╭─ Material provided

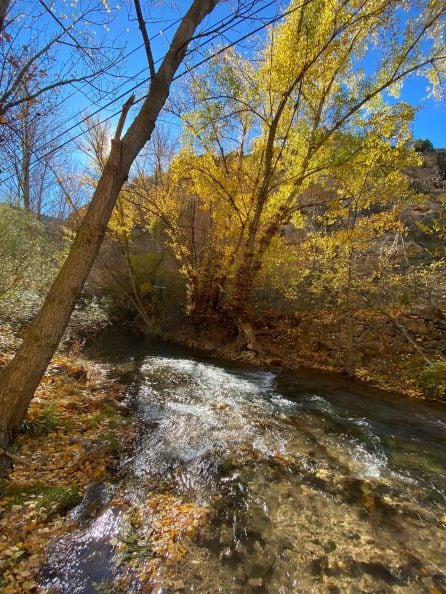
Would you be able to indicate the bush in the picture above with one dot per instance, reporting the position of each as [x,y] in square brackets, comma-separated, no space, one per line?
[29,259]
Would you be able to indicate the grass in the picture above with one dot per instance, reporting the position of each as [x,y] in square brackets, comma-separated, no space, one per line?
[49,498]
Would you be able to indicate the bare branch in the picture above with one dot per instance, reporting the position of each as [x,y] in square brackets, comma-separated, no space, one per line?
[145,36]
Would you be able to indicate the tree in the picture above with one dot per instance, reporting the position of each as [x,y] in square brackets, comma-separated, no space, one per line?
[20,378]
[423,146]
[261,134]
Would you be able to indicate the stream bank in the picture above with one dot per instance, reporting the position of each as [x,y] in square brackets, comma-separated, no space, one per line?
[76,429]
[239,480]
[242,480]
[390,352]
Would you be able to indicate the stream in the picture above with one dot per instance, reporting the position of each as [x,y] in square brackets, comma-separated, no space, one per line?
[312,483]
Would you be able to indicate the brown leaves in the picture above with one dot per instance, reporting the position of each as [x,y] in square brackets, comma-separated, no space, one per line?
[67,444]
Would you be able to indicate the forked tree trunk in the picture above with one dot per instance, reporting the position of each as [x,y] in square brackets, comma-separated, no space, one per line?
[19,379]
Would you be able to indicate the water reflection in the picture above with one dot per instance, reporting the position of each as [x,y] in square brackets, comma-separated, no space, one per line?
[314,484]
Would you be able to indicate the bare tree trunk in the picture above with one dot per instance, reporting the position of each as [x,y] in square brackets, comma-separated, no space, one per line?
[19,379]
[4,7]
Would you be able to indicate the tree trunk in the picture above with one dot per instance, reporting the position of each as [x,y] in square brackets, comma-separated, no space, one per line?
[19,379]
[4,6]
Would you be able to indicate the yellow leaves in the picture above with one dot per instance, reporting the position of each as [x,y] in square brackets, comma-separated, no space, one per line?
[37,497]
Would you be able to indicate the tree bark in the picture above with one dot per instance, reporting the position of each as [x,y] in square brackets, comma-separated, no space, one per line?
[19,379]
[4,7]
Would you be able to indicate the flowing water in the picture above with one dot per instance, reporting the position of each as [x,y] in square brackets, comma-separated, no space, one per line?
[313,483]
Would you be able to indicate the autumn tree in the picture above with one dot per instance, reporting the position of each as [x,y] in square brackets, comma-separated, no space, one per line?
[262,132]
[19,379]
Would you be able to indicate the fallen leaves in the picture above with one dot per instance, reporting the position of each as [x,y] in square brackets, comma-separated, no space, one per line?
[69,440]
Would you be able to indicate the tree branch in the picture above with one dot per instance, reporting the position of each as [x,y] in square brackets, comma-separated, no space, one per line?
[145,37]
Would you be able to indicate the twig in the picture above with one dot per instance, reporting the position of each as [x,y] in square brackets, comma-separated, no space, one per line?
[145,36]
[125,109]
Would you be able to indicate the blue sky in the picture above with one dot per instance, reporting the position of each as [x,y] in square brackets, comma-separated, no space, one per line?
[430,119]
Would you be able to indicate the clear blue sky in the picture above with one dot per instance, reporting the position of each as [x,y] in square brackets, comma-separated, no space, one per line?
[430,119]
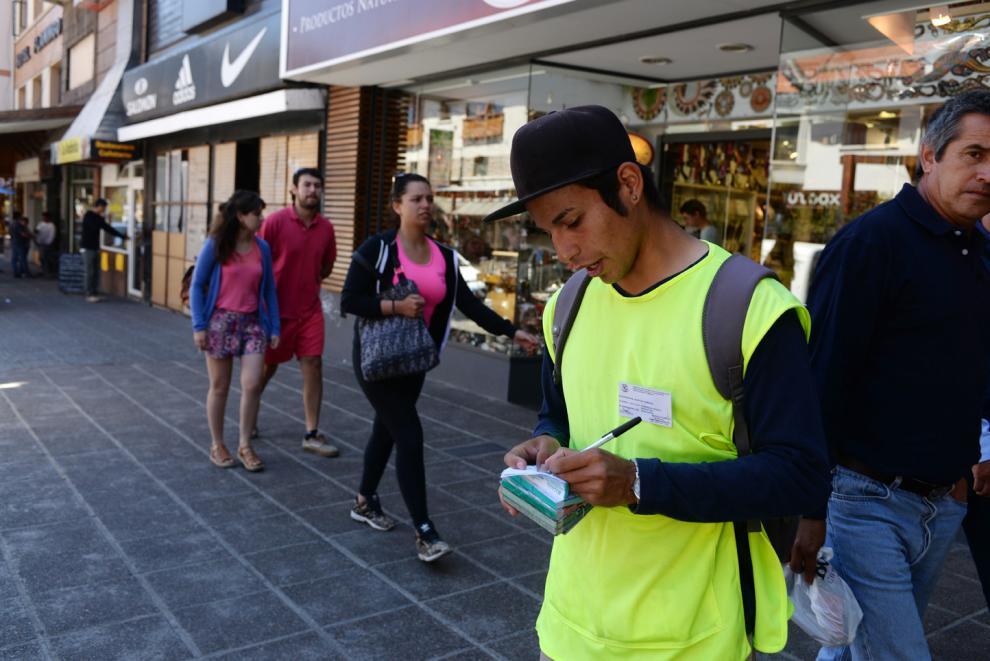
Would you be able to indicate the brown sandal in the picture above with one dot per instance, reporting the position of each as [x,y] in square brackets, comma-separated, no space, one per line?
[220,457]
[251,461]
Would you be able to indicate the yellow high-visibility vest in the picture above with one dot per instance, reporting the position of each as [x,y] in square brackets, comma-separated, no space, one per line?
[628,586]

╰─

Assigned task:
Write the lines from the line containing "Would you be able to indicate the tree branch" through the last line of the data out again exactly, and only those lines; pictures stay out.

Response to the task:
Would you be able to indicate the tree branch in the picture above with one dot per instance, reporting the position of each as [x,y] in square brackets, comma-separated, no space, one per line?
[145,37]
Would you be able to indicate the twig in the picture above with one dot per instance, reporting the position of each as [x,y] in square brackets, comma-separated, no space, one per line?
[145,36]
[125,109]
Would you be able to indicate the blue sky in the picture above with one dot per instance, reporting the position of each as [x,y] in square brackets, comma-separated, no space, one per line?
[430,119]
Would you be able to indicate the clear blue sky in the picture above with one dot per instance, reporting the position of each as [x,y] in square brackets, comma-separated, no space, one per line?
[430,119]
Would you be able to indicate the brown sandal in the picture above with one dot per instance, reporting the position of each as [x,y] in square brackets, comma-separated, no space, one per line?
[220,457]
[251,461]
Would you be able to indicate the yellow high-visibility vest in the picture above with one dot per instance, reporting the position of each as [x,y] in square brackets, comma-separated, no space, one per line?
[628,586]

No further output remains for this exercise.